**Exercise input**
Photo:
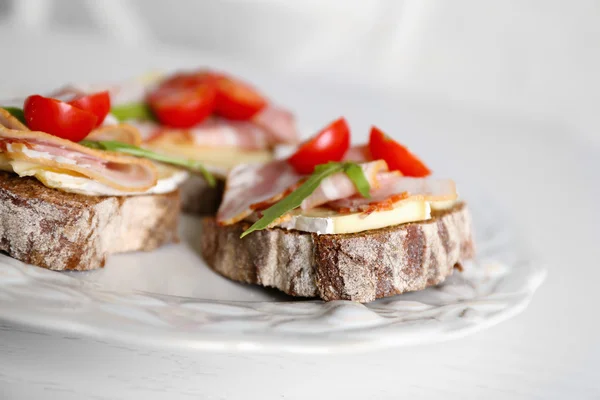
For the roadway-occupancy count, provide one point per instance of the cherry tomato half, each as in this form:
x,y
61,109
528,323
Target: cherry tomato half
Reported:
x,y
397,157
96,103
328,145
58,118
183,101
237,100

**Task prompt**
Find the word "half" in the entries, and copy every line it shows up in.

**Answer box**
For the roadway-occupancy count, provide one point per instance of the cherry tomato half, each as in this form:
Target: cherry tomato half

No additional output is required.